● Source extract:
******
01-13-22 | News

Hawkins Partners, Inc.

Nashville, Tennessee

Hawkings Partners is deeply invested in the Nashville community and working throughout the Southeast. Our clients are architects, real estate developers, educational and cultural institutions, government agencies, and entertainment and hospitality groups. They provide a wide variety of services including master planning, streetscape design, environmental graphics, and park design to name a few of their specialties.
Principals: 6
Licensed Landscape Architects: 11
Total Employees: 21
Years in Business: 35


Cheekwood Sculpture Trail
Hawkins Partners designed the new Carell Sculpture Trail and Gardens through 33 acres of woodland terrain at Cheekwood Estate, a 55-acre botanical garden, arboretum and museum and one of Nashville's jewels. The trail is two continuous loops, one boardwalk and one dirt path, guiding visitors through the woods and along a stream, experiencing fine sculpture in delightful and surprising ways; the trails pass fifteen pieces of notable art from the collections. The work improved the overall health of the property, including clearing the property of invasive plants, uncovering the stream, protecting the slopes and restoring the vegetation as we artfully reinterpreted the landscape.

Peabody Plaza
Peabody Plaza, within the Rolling Mill Hill district of Nashville, is a publicly accessible park alongside a new, 25-story mixed use tower, including residential, office, and retail space. Hawkins Partners was an integral part of the team in urban planning and landscape design; the building architecture is by Hastings Architecture. The project capitalizes on its prominent location overlooking the downtown core and just above the river, with views to the water and bridges just adjacent. It also enhances the Metro greenway system that connects it to Riverfront Park and Ascend Amphitheater to the north and the Rolling Mill Hill district to the south. The design incorporates multiple levels of active pedestrian plaza, seating, workspace, and greenway.

Riverfront Park
Riverfront Park, home of the Ascend Amphitheater, defines the northern river edge of Nashville's business district, improving land that had formerly been a waste-energy plant. Hawkins Partners designed the park to celebrate Nashville as Music City, creating an open park with a multi-level continuous greenway and large civic green. The 6,500 person amphitheater is its defining structure while the mile-long promenade seamlessly integrates needed flood walls into the city's infrastructure. The designers planned the spaces as outdoor adventures for all ages, incorporating fountains, slide gardens and climbing nets, recalling the activity of the long-departed Front Street wharf. The design inspiration was the Cumberland River itself and this location within a bend of the river, through the carved out limestone bluffs, remnant sand bars along its bends, and its industrial history. These elements came together as references during the design process: sinuous curves throughout the park, the multi-coursed limestone walls and building faces, and the earth-toned pavements of regional aggregates.

Vanderbilt University
In a forward-looking redesign, Vanderbilt University hired Hawkins Partners to re-envision its West End, home to its Greek houses. One goal was to better integrate that area into the campus, but ultimately the redesign meets many more goals. It serves the larger university community, better connects the academic campus with Vanderbilt Stadium, eliminates the car-dominated landscape, vastly improves the health of the neighborhood in replacing paved roads with a greensward, and the area is now universally accessible to strollers, wheelchairs and bikes for the first time in the Vanderbilt's history there. Parking moved to the nearby garage, replaced by spaces to throw frisbees and footballs, and new trees provide shade and texture at every turn. The new design increases water absorption and decreases runoff; it supports better waste management and it greatly supports the plants and trees that, like every green thing, absorb carbon dioxide and produce oxygen. The transformation is profound, winning praise from every group of campus users and the community and for-sale residential options. Designed as a walkable community, the development includes sidewalks, bike lanes, multi-use trails and roadway improvements, as well as the preservation of the existing 7-acre lake and 10.9 acres of usable park space.
******
● Data:
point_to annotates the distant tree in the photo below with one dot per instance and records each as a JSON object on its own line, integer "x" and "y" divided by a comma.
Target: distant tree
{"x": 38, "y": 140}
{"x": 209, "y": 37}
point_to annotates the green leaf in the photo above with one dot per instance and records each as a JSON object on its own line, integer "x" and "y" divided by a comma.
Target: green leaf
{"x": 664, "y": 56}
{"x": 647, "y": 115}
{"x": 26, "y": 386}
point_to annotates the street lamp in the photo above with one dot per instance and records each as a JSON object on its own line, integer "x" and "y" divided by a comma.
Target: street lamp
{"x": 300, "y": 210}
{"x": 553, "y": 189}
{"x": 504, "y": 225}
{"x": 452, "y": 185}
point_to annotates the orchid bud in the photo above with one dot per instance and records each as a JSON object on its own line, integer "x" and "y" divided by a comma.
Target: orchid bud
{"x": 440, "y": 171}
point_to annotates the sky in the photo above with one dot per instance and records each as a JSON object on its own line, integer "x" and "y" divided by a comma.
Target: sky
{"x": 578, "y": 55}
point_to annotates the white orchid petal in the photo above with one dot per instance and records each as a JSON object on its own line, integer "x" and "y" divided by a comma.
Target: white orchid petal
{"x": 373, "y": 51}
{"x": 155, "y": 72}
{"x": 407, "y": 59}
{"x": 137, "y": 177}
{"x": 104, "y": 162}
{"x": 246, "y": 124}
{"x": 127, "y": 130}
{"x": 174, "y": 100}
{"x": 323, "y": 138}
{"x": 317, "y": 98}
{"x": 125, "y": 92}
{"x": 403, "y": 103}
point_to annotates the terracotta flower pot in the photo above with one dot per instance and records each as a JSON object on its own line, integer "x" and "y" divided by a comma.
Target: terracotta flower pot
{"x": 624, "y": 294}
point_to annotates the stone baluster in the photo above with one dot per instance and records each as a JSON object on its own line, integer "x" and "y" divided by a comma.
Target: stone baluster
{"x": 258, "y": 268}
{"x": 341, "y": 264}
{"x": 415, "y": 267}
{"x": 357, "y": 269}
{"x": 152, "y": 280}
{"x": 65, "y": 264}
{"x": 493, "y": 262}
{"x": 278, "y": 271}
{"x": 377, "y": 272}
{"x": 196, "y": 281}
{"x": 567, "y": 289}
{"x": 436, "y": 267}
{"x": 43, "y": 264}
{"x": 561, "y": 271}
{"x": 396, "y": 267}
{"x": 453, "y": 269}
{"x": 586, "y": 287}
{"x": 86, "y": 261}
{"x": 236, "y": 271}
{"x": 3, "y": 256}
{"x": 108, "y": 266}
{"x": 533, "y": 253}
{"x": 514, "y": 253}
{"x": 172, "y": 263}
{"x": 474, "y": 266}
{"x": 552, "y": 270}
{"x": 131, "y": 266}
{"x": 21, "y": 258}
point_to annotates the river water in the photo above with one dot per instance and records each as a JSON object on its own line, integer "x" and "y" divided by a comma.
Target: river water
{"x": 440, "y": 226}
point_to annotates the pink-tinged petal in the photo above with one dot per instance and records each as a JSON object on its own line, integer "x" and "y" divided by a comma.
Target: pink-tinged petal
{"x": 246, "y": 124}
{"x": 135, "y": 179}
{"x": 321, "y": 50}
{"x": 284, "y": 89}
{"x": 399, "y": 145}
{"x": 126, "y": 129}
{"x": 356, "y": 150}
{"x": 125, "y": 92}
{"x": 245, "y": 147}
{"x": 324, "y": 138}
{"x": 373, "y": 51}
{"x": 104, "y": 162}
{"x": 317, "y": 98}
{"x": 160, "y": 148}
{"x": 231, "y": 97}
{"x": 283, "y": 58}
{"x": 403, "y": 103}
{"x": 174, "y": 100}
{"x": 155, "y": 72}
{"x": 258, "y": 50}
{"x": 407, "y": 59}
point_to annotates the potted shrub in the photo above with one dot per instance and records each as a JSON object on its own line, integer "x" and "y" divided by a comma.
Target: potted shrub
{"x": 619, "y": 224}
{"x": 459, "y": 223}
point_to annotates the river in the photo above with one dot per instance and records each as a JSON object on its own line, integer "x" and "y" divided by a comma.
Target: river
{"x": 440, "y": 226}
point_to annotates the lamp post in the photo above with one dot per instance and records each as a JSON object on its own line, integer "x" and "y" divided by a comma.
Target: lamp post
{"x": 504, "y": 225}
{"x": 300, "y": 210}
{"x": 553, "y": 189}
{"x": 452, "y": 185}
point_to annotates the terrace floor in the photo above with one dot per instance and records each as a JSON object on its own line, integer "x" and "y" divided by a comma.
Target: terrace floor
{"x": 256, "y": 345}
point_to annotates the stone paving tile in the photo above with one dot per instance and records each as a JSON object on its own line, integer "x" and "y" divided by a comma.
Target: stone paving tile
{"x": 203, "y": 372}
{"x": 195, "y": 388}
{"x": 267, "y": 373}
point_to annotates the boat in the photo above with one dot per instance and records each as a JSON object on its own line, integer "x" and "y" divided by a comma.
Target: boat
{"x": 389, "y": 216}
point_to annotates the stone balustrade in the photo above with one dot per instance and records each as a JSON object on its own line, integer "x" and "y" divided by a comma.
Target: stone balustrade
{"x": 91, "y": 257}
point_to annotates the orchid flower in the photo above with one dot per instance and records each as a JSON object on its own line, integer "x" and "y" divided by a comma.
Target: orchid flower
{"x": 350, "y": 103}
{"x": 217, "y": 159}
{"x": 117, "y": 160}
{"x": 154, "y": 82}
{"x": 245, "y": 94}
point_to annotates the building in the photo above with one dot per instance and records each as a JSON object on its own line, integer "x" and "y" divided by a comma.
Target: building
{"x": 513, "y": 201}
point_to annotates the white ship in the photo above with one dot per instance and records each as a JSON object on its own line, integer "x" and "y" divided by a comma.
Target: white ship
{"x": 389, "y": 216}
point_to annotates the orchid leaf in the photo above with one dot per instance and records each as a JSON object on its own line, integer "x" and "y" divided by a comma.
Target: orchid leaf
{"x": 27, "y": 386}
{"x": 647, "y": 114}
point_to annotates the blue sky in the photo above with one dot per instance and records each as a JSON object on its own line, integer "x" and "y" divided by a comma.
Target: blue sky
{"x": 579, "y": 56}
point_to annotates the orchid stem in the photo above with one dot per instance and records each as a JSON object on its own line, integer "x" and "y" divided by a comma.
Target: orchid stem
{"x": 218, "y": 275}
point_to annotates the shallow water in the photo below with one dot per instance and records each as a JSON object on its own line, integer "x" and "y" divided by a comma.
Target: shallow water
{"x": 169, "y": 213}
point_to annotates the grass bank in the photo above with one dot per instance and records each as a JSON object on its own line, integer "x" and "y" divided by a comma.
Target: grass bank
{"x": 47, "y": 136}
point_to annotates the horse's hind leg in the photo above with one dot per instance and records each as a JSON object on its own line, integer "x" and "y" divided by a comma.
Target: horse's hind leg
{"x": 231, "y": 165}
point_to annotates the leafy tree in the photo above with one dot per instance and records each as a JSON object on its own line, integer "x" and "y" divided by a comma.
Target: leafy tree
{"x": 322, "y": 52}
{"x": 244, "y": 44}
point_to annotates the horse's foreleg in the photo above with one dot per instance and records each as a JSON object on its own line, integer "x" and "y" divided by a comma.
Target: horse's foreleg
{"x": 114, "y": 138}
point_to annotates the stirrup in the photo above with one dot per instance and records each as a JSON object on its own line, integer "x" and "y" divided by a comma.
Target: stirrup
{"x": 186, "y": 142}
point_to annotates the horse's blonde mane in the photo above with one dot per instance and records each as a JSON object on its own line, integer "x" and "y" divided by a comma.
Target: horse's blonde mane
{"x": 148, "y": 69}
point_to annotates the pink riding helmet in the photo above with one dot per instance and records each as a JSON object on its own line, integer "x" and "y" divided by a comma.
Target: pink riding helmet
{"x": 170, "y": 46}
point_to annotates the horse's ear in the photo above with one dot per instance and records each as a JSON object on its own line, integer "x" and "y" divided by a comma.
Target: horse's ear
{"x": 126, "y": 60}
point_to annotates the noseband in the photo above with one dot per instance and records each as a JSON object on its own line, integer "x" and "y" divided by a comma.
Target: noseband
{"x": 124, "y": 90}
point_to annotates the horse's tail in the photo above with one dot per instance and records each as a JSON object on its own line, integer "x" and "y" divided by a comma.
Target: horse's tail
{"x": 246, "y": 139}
******
● Required action: From the Hawkins Partners profile, list every type of client the firm names as its own.

● Response box: Architects, real estate developers, educational and cultural institutions, government agencies, and entertainment and hospitality groups.